[Image point grounding data]
+===+

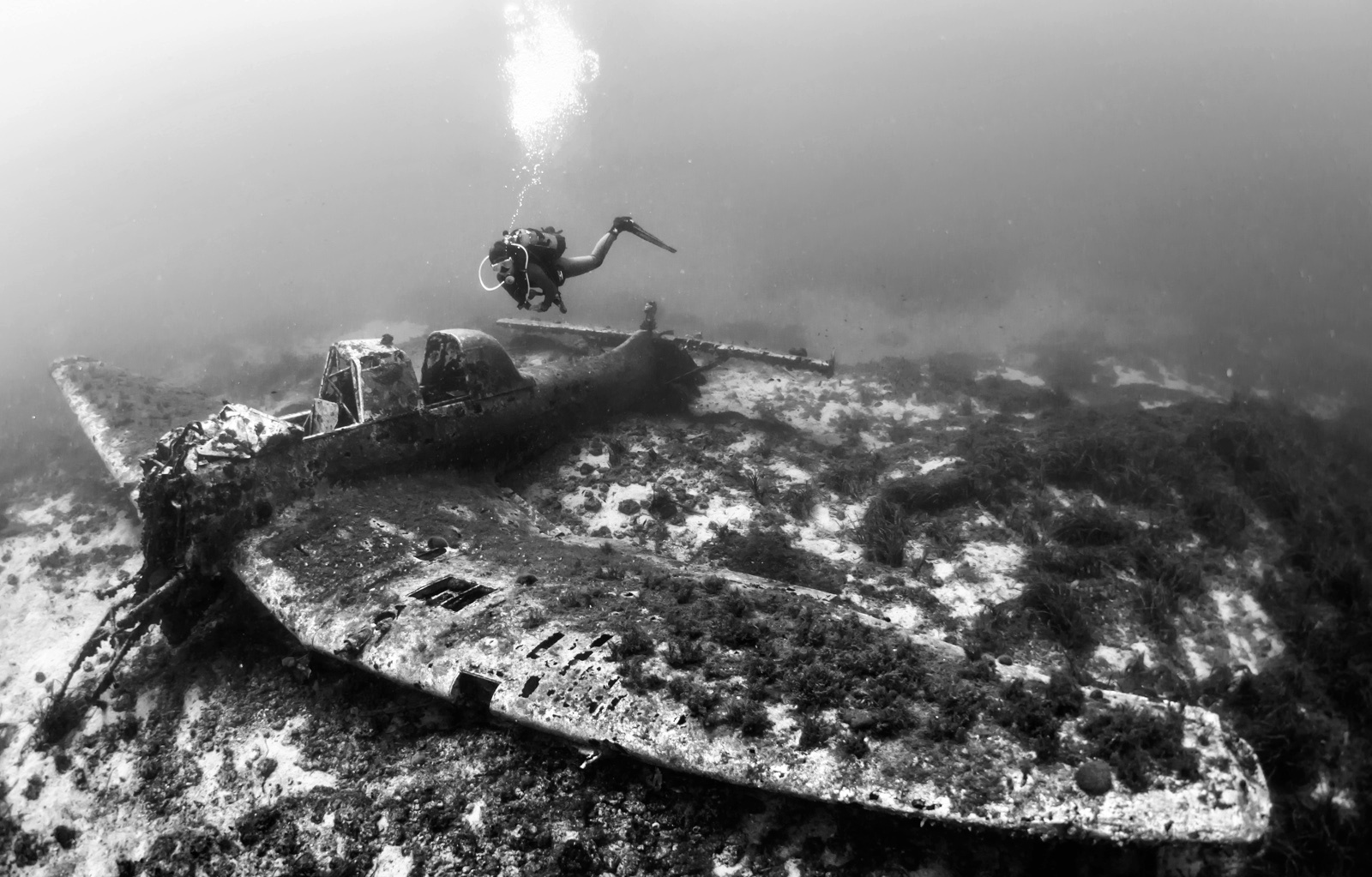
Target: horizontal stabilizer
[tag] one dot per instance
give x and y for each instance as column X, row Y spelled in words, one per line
column 695, row 345
column 123, row 413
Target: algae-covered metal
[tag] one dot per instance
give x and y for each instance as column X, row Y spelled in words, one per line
column 338, row 520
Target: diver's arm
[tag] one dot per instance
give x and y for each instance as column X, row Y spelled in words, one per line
column 575, row 265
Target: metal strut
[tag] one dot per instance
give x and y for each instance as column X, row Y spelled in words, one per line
column 128, row 630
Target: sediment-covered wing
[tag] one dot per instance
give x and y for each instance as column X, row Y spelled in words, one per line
column 703, row 671
column 123, row 413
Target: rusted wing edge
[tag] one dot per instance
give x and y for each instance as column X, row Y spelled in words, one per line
column 107, row 440
column 560, row 682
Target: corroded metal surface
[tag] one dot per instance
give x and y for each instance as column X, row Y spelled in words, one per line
column 693, row 345
column 328, row 532
column 123, row 413
column 559, row 676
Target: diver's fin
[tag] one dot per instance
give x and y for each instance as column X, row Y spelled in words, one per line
column 123, row 413
column 635, row 228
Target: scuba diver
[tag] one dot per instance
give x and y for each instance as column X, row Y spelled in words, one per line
column 532, row 261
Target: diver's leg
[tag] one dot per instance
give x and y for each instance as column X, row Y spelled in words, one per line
column 574, row 265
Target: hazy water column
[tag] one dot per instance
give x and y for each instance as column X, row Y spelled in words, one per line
column 546, row 72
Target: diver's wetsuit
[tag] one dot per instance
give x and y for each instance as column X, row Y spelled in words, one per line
column 537, row 280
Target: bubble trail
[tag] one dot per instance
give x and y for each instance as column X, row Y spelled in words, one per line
column 546, row 72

+===+

● Exercise brief
With the images left out, set down every entry exactly.

● Answer section
Target: horizontal stabilizer
[tag] one dot per instance
give x and y for each instance as column X, row Y spelled in words, one per line
column 695, row 345
column 123, row 413
Target: algae-covered metal
[tag] one dot per instance
give x and y for each instance as column X, row Y spelled in words, one per line
column 338, row 520
Target: diver's arm
[tag] one dot per instance
give x and y for each instance as column X, row Y spelled in words, one per line
column 575, row 265
Target: metal strut
[tag] one dot per instance
give x and y for each instance as column X, row Y spelled in words, one per line
column 128, row 630
Target: sediment-covered wing
[tag] one dot per instance
give x and y for each instance as column X, row Y spelled in words, one per line
column 703, row 671
column 123, row 413
Target: rusted wing edge
[tag] one dot per instance
give x and y for each instance as column X, row Y spelled in words, one per line
column 107, row 440
column 560, row 682
Target: corroded metal surface
[tag] one dot per instance
give x and y for each instance as column X, row Y spelled in words, one per line
column 693, row 345
column 328, row 532
column 123, row 413
column 559, row 676
Target: diver's fin
[tag] one dot per instance
give x and y for each instance as column X, row Y spelled in words, one per line
column 123, row 413
column 635, row 228
Target: scuba diver
[tag] one dot per instance
give x and y for each instance as column X, row Y spelled in words, one per line
column 532, row 261
Target: diver's leg
[tag] one dot per instance
give x and y for each instance as column X, row Y spelled in words, one per line
column 574, row 265
Target: hazy water column
[tag] one dot per instance
give x and y for each instance as column X, row Y spelled in words, one per line
column 546, row 72
Target: diver's wetsuit
[tag] one dot per instance
give x and y for each instance as column X, row Y spelled in words, one per line
column 537, row 280
Target: bubble trail
[tag] one dot per instance
give x and y for each instance as column X, row Y spelled in words, one per line
column 546, row 72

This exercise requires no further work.